**Exercise requirements**. Take the data below and copy exactly the lines starting at the one with "box: [682, 805, 746, 859]" and finishing at the one with "box: [118, 433, 369, 645]", both included.

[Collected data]
****************

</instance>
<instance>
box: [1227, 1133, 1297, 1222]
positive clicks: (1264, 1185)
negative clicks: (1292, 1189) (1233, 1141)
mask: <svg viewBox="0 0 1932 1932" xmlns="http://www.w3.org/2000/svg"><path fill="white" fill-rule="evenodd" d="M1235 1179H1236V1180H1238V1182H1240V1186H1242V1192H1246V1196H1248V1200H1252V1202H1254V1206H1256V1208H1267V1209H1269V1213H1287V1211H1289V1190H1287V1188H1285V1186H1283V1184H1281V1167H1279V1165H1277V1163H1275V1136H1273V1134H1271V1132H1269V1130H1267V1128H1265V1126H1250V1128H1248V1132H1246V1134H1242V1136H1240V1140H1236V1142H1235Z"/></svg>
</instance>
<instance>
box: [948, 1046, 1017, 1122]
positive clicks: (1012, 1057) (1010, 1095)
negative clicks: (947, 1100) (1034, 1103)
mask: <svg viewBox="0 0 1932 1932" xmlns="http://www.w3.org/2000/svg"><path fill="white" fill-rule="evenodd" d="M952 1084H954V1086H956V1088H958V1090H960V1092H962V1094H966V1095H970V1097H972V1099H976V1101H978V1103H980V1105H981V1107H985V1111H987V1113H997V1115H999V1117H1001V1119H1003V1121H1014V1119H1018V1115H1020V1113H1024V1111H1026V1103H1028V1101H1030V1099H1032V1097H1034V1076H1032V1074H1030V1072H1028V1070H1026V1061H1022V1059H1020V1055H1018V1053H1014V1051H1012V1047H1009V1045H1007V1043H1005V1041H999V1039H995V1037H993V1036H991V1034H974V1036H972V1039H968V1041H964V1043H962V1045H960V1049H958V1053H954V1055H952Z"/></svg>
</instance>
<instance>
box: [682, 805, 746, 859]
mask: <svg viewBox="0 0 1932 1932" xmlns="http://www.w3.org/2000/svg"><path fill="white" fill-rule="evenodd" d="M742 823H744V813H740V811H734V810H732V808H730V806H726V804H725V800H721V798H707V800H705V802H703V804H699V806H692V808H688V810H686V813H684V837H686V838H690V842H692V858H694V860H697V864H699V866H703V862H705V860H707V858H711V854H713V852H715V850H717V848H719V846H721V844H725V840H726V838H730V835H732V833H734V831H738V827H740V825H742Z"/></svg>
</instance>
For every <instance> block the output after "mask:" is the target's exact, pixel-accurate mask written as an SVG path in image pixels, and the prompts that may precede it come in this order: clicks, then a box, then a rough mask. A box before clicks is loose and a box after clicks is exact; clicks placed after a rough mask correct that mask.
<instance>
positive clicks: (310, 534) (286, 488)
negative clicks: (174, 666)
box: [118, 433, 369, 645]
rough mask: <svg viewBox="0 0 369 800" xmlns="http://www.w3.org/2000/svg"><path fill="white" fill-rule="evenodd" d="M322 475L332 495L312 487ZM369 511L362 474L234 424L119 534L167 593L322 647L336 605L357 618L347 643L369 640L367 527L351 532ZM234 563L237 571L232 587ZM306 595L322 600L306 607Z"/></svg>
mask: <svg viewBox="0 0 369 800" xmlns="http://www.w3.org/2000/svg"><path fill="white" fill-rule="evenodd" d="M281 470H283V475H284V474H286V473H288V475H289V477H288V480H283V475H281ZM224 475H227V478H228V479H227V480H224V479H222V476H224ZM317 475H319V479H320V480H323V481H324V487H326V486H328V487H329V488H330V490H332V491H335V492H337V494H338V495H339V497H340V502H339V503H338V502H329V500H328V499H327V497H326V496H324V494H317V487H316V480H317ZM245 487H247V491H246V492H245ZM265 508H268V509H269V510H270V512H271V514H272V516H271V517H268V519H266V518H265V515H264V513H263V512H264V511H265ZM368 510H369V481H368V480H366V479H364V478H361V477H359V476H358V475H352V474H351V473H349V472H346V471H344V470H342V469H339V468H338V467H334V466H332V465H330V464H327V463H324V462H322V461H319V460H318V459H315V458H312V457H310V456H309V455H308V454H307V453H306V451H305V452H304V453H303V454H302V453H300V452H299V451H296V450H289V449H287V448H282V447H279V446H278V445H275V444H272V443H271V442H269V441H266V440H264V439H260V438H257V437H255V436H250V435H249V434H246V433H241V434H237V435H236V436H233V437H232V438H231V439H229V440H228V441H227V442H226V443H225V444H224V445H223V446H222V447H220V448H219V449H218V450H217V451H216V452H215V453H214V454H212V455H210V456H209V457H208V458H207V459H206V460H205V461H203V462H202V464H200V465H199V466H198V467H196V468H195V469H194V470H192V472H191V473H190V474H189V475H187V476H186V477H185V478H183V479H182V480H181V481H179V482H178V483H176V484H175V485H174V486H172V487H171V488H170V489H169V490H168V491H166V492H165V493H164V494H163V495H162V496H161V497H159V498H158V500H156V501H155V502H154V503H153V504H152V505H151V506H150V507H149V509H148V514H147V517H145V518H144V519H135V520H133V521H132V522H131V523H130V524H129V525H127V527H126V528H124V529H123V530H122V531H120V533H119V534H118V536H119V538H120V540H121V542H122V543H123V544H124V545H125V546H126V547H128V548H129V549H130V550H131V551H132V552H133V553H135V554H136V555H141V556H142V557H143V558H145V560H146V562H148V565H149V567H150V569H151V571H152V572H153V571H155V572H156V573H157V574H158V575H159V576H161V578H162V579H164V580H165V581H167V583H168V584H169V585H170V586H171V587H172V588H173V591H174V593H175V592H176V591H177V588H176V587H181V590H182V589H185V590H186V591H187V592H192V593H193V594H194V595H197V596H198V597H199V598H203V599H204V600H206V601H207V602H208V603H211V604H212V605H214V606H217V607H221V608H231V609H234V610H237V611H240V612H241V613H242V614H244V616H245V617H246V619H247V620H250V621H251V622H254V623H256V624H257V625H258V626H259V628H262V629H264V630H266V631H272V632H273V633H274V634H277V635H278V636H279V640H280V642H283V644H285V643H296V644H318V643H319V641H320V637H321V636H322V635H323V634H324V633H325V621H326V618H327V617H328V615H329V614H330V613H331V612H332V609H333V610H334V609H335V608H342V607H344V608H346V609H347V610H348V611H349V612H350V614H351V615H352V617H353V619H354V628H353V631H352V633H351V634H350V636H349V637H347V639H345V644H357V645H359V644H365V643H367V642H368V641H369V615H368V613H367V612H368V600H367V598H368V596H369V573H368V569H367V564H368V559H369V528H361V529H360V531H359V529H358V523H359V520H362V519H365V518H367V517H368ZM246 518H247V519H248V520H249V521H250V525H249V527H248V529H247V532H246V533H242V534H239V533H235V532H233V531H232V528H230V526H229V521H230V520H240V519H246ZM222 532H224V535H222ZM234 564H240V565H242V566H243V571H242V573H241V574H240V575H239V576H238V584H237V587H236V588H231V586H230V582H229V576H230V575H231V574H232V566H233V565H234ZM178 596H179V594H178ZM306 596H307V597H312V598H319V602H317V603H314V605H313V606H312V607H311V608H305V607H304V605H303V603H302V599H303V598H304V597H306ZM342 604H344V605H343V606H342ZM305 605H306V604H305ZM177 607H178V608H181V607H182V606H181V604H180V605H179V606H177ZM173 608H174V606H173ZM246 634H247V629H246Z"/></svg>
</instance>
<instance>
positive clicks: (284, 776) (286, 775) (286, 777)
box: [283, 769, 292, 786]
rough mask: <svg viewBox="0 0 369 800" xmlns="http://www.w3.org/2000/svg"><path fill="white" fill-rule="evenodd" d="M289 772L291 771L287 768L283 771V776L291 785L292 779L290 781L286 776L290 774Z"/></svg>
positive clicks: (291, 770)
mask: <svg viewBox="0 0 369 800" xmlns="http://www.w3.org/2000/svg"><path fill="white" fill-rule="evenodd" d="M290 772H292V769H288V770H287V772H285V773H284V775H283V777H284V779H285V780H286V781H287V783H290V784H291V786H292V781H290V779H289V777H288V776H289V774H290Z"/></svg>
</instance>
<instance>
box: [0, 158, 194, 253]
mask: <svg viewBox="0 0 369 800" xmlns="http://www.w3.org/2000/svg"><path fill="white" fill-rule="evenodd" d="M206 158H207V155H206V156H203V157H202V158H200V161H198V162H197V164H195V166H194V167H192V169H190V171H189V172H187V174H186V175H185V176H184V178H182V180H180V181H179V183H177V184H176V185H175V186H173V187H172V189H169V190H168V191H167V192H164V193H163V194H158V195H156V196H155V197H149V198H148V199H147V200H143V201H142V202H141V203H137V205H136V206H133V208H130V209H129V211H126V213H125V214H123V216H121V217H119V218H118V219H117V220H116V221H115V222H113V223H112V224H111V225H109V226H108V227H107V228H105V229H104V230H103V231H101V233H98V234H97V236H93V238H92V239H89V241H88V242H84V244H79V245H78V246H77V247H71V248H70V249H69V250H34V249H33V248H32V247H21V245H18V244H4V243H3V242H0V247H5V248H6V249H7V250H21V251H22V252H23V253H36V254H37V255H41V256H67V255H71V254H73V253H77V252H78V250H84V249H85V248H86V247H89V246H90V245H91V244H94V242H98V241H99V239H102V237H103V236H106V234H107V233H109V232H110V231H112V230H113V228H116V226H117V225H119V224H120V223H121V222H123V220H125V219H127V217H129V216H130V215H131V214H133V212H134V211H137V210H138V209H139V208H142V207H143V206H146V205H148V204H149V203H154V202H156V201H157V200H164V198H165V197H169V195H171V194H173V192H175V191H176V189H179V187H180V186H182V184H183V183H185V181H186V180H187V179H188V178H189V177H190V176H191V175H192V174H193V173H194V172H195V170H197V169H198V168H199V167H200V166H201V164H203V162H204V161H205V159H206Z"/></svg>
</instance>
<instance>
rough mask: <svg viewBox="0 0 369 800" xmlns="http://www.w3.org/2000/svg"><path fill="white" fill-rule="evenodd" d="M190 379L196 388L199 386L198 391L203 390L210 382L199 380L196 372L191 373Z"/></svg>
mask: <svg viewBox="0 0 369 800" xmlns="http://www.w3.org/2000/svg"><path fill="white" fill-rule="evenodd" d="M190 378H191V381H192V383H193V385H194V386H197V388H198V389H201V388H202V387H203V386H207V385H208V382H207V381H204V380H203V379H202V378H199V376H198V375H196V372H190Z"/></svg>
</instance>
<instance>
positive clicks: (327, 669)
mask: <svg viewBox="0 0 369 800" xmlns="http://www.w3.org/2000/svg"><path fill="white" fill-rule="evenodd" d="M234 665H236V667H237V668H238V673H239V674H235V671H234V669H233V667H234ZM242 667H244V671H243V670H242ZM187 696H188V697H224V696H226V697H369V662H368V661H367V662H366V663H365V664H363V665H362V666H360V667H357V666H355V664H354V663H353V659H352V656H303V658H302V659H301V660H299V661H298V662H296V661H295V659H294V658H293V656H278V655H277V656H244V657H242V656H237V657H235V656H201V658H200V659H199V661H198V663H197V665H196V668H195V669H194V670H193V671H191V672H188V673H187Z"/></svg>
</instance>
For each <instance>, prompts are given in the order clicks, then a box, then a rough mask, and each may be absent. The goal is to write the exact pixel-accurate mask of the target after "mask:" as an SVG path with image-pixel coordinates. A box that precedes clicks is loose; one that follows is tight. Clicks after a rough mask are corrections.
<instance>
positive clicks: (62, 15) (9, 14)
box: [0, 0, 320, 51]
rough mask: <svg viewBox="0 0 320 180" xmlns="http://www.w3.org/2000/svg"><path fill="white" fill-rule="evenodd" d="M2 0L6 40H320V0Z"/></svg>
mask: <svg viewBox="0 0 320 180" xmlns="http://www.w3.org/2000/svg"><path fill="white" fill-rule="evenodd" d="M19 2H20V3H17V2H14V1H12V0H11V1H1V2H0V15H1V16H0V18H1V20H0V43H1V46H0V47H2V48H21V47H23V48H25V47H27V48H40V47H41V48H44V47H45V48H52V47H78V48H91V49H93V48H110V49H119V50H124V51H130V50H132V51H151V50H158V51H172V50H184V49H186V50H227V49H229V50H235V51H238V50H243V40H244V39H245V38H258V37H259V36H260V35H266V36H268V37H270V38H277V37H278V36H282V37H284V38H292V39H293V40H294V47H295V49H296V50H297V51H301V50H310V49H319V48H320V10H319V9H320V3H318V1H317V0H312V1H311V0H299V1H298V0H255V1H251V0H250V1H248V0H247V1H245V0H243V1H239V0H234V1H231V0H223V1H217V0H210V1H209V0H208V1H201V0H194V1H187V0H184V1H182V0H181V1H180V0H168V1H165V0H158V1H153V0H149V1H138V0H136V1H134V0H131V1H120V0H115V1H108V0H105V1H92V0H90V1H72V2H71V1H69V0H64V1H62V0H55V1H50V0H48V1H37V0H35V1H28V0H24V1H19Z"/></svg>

****************

**Task result**.
box: [682, 805, 746, 859]
mask: <svg viewBox="0 0 1932 1932" xmlns="http://www.w3.org/2000/svg"><path fill="white" fill-rule="evenodd" d="M742 823H744V813H740V811H734V810H732V808H730V806H726V804H725V800H721V798H707V800H705V802H703V804H699V806H692V808H688V810H686V813H684V837H686V838H690V842H692V858H694V860H697V864H699V866H703V862H705V860H707V858H711V854H713V852H715V850H717V848H719V846H721V844H725V840H726V838H730V835H732V833H734V831H738V827H740V825H742Z"/></svg>
</instance>
For every <instance> block the output after "mask:" is the target's exact, pixel-accurate mask written as an SVG path in image pixels, and the prompts that may precede it come in this order: clicks, then a box, then a rough mask. A box before clicks is loose and a box after clicks is exact; clicks placed after a rough mask correct that mask.
<instance>
positive clicks: (310, 534) (286, 488)
negative clicks: (174, 666)
box: [118, 433, 369, 645]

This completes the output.